## DESCRIPTION OF THE TASK
Scan the records for lines with the word "parked", and copy every such line.

# # # # #

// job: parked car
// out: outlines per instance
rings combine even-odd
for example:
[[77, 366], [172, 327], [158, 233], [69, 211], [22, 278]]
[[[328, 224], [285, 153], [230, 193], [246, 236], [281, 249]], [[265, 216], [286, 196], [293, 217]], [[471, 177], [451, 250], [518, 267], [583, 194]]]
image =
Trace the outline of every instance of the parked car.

# # # # #

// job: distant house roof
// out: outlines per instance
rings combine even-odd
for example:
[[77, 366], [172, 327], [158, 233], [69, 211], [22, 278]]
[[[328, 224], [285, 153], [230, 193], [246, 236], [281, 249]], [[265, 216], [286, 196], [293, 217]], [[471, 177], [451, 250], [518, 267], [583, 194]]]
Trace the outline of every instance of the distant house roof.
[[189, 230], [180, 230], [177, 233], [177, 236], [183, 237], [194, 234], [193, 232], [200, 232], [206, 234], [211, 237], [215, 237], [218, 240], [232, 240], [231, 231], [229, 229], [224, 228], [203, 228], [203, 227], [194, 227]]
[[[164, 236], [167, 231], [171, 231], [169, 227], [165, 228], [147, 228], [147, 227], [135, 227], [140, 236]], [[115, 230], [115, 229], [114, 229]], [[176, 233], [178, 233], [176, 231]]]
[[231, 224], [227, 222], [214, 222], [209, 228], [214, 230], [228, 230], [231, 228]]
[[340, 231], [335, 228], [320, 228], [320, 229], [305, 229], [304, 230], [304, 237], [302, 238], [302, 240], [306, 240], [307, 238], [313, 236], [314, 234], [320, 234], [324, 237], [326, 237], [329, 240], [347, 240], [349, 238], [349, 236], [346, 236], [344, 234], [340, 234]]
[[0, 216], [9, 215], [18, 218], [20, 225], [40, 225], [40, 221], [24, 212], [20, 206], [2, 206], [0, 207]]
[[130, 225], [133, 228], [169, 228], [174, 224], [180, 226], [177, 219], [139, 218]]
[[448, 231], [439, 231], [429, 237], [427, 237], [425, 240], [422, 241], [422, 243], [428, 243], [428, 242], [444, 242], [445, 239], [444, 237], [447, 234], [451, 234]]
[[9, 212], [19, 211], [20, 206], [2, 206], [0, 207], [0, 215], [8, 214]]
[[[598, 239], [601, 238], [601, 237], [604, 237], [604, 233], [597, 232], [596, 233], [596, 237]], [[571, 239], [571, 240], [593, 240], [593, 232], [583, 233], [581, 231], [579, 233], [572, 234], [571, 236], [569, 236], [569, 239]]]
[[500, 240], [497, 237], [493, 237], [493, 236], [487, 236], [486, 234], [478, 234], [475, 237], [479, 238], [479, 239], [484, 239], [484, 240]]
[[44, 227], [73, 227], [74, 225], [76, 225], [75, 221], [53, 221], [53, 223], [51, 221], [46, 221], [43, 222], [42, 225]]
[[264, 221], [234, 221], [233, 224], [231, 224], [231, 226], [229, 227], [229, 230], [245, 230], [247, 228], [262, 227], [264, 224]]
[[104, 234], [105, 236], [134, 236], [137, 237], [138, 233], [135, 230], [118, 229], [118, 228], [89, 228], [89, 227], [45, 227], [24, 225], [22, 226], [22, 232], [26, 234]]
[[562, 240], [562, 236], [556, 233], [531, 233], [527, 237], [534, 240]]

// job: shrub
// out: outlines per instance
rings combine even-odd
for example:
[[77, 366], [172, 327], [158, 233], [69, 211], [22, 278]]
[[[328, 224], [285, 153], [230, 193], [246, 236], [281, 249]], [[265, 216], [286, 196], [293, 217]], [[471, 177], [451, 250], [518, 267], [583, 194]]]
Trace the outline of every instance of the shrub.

# # # # #

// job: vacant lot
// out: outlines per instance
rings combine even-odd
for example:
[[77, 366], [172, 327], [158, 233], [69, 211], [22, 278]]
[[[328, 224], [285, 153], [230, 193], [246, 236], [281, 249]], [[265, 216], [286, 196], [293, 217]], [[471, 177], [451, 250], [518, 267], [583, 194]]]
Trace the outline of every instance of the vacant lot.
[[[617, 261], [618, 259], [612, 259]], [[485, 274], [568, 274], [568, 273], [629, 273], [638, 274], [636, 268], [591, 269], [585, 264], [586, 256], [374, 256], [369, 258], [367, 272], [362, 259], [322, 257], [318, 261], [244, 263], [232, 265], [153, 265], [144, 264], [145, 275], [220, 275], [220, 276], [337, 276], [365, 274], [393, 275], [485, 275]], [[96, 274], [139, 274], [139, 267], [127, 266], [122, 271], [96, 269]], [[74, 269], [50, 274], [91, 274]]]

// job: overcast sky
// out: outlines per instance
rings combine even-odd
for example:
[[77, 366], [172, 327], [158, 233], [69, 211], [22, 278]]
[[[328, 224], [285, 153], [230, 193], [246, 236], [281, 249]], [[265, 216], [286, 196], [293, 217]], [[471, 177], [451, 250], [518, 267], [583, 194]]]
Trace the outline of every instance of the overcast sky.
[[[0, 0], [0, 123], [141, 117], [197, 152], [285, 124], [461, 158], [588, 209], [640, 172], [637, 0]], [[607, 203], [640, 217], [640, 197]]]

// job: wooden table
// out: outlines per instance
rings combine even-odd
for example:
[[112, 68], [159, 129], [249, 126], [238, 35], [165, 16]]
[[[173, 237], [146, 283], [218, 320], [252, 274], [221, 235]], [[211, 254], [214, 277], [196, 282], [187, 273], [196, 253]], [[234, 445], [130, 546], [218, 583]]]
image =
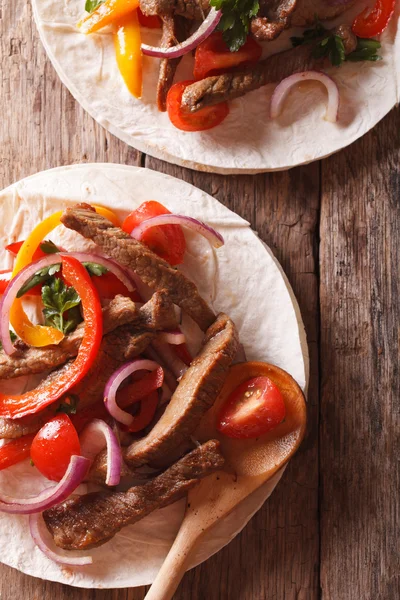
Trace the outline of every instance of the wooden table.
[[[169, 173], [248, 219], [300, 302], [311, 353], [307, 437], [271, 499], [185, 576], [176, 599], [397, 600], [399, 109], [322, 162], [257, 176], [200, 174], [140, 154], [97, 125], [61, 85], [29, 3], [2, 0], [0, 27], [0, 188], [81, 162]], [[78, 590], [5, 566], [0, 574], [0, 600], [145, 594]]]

# # # # #

## RESULT
// job: parked car
Trace the outline of every instance of the parked car.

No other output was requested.